→ Excerpt
Julia Landauer is a championship-winning racecar driver from New York City. Since making history at the age of 14 as the youngest and first female driving champion from the Skip Barber Racing Series, Julia has explored and won in all types of racing, from go-karts, to formula cars, to stock cars. Now 23 years old, Julia has her NASCAR license and is making history with her wins in a local NASCAR series in Virginia.
In addition to racing every season since she was 10, Julia graduated from Stanford University in 2014, earning a Bachelor of Science degree in Science, Technology, and Society. Through her STEM background from college, Julia continues to educate and advocate for the support and advancement of women in STEM fields. She hopes to expose the technical world of racing to those interested in engineering careers.
Now settled in North Carolina, “the heart of NASCAR,” Julia seeks to make her name synonymous with more than speed and grit; with her main goal always being to win championships as a professional racecar driver, she also wants to build a business where technology, community and racing intersect and fuse. As she climbs the NASCAR ladder Julia hopes to use her racing platform to continue advocating for women in sports and STEM, for education and for following your dreams despite the hurdles.

→ Recorded data
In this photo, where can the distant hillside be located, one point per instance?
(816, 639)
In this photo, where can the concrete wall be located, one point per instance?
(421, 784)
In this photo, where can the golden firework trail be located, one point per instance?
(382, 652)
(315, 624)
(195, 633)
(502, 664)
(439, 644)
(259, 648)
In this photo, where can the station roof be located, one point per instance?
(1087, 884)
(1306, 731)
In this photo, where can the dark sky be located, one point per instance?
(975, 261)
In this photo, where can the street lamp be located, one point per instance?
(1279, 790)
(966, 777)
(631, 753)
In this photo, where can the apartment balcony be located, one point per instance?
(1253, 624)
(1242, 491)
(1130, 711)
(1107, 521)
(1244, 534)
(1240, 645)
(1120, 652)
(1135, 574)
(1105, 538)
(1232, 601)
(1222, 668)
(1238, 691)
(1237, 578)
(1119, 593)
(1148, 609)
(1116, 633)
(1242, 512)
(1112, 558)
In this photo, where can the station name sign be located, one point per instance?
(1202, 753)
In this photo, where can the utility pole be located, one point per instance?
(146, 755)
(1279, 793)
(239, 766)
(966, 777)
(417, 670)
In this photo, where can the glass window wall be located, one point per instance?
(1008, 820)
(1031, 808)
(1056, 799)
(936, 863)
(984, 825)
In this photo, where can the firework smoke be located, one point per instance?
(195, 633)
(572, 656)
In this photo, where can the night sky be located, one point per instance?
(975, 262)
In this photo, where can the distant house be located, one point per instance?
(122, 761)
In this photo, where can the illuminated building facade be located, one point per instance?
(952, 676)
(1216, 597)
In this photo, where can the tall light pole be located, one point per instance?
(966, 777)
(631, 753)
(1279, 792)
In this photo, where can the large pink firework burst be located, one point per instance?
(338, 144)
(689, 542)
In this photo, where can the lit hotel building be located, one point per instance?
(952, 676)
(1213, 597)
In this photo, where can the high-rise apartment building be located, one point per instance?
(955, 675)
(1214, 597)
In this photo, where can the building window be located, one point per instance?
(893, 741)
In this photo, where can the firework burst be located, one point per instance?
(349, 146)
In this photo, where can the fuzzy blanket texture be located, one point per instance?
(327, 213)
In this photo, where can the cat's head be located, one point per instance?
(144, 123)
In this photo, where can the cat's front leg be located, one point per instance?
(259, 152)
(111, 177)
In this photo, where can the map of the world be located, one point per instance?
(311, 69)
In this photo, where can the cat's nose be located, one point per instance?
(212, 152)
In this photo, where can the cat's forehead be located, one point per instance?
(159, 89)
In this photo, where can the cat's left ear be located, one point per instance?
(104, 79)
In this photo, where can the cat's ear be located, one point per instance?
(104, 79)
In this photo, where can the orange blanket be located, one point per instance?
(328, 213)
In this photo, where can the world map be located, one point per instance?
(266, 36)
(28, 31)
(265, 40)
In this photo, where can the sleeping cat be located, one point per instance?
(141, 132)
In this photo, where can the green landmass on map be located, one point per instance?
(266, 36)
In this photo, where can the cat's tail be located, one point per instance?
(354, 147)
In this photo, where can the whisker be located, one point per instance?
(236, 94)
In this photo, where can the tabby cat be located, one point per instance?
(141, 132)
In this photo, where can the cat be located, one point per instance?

--

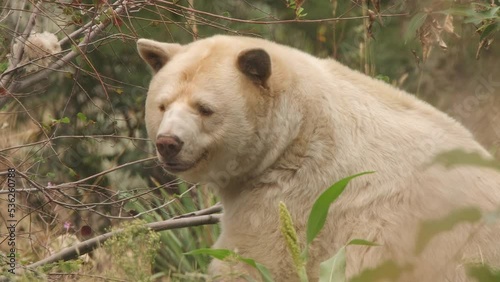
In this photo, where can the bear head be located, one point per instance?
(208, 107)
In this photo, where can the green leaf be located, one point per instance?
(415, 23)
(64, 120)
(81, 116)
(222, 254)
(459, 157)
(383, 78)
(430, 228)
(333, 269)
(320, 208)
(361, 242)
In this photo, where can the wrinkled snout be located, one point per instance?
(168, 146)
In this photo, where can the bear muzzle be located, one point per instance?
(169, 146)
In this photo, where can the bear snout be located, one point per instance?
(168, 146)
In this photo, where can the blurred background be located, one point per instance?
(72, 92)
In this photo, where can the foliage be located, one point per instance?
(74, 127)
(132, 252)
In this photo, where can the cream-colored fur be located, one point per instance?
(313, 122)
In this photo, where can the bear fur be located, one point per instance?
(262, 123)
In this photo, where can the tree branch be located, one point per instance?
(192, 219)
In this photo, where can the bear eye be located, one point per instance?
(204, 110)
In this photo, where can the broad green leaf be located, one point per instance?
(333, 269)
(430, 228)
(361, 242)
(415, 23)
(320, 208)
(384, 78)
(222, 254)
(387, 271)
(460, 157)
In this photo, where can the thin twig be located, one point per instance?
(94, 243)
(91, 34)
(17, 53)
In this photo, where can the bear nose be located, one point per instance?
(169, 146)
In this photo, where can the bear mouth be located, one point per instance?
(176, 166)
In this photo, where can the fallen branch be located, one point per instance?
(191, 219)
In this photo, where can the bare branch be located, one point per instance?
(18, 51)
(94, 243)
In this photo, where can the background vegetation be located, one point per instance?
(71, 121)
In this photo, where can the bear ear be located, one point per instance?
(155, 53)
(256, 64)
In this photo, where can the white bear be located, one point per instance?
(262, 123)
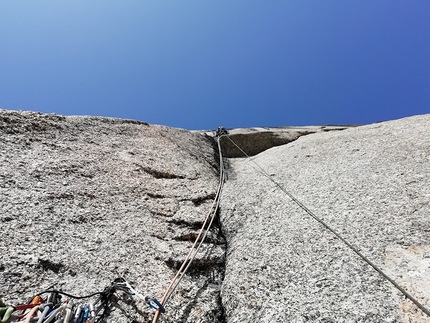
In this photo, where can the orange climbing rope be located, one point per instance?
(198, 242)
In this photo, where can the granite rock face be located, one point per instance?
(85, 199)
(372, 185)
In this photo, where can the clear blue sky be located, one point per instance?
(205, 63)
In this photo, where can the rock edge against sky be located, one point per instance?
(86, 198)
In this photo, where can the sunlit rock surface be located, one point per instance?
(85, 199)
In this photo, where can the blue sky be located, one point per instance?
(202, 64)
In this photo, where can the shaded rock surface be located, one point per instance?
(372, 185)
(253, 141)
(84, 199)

→ Short task 1
Can you echo the part of the Julia Landauer profile starting with "Julia Landauer is" and going on through "series in Virginia."?
→ Short task 2
Which types of racing does the Julia Landauer profile list as ones she has explored and won in?

→ Complete output 1
Julia Landauer is a championship-winning racecar driver from New York City. Since making history at the age of 14 as the youngest and first female driving champion from the Skip Barber Racing Series, Julia has explored and won in all types of racing, from go-karts, to formula cars, to stock cars. Now 23 years old, Julia has her NASCAR license and is making history with her wins in a local NASCAR series in Virginia.

→ Complete output 2
Go-karts, formula cars, stock cars